DESK SET: Blu-ray 1957 (2oth Century-Fox 1957) Fox Home Video

The magic hour chemistry between Spencer Tracy and Katharine Hepburn – always a money-maker – tops out in Walter Lang’s Desk Set (1957); a rather dated spoof about the computer age that has Tracy’s ‘efficiency expert’ Richard Sumner (Tracy) and his electronic brain – EMERAC – pitted against the hard-boiled wit and intelligence of plucky research analyst, Bunny Watson (Hepburn). Hepburn and Tracy: has there ever been a more perfect embodiment of the old married couple on the movie screen? And it’s a curiosity at that, since the pair only played an ‘old married couple’ twice in their tenure of nine movies. For the rest, they were either romantically sparing singles on the definite road to matrimony or kept apart by fate and circumstance. In Desk Set there’s a little of both conflicts at play and, at least in retrospect, this tends to water down the quixotic scenarios fleshed out in Phoebe and Henry Ephron’s occasionally mechanical screenplay. Tracy and Hepburn are at their best when left to their own accord and lumped together, given the full lay of the land to use as their platonic boxing ring. Desk Set doesn’t really give them this opportunity and it’s a shame but not a deal breaker.
The movie works, despite its misfires. For starters, Hepburn is just a tad long in the tooth to be convincing as the vacuous and adoring appendage to Gig Young’s blueblood exec, Mike Cutler. Hepburn’s exuberant “Oh Peg, he asked me!” after Mike has inquired about Bunny’s availability to attend a work-related social function, rings with all the giddy froth of a high school girl rather than a mature – and noticeably middle-age sharpshooter like Bunny. It doesn’t work. Then again, is there ever any doubt that Hepburn will leave this self-serving WASP for the more shrewdly matched Mr. Sumner? Of course, the answer is ‘no’. This is a Tracy/Hepburn movie and anyone who’s seen at least one other knows exactly where the plot is headed. Perhaps this is why the machinations that bring the couple together seem more contrived than challenging; not so much obstacles on the bumpy road to l’amour but obligatory ‘cute meets’ and ‘joyous defeats’ built around a premise we’ve already seen done elsewhere and to better effect. 
What the screenplay has difficulty articulating exactly is the moment Bunny’s affections turn from Mike to Richard. After all, there doesn’t seem to be any transitional sequence to suggest Bunny’s waning affections for Mike. He’s been keeping her on the hook for seven years! She’s enraptured by the prospect of spending a cozy weekend with him. But after these plans fall apart due to company obligations, and Bunny shares a car ride in the pouring rain with Richard, fellow employee, Smithers (Harry Ellerbe) and his wife and mother-in-law, Bunny suddenly begins to favor Richard instead.  It is problematic structuring like this that blunts the overall appeal of Desk Set.

#### Given data
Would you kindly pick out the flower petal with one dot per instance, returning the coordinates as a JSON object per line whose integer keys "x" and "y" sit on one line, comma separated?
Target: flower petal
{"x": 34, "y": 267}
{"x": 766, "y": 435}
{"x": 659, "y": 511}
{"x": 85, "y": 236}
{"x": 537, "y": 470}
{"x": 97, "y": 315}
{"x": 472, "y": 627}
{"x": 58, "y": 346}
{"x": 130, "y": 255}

#### Objective
Continue the review of the film Desk Set from the point where it ends.

#### Response to the exercise
Of course, the rest of the plot has something to do with this too. Desk Set is really a spoof on the modern age; the looming reality that ‘manpower’ must yield to the technological era of primitive digital computing. This sends the entire Federal Broadcasting Network into a tizzy with the prospect of overnight obsolescence and unemployment. Nowhere could the cuts be more devastating than to the firm’s research department, presently helmed by the elegant Ms. Watson and her three enterprising cohorts; Peg Costello (Joan Blondell), Sylvia Blair (Dina Merrill) and Ruthie Saylor (Sue Randall).  What none of them are, as yet, aware of is that somewhere on the twenty-third floor a tête-à-tête between FBN’s president, Mr. Azae (Nicholas Joy) and efficiency expert Richard Sumner is taking place. Azae wants Richard to do a feasibility study on his research department and assess whether it is a candidate for the installation of a new ‘electronic brain’.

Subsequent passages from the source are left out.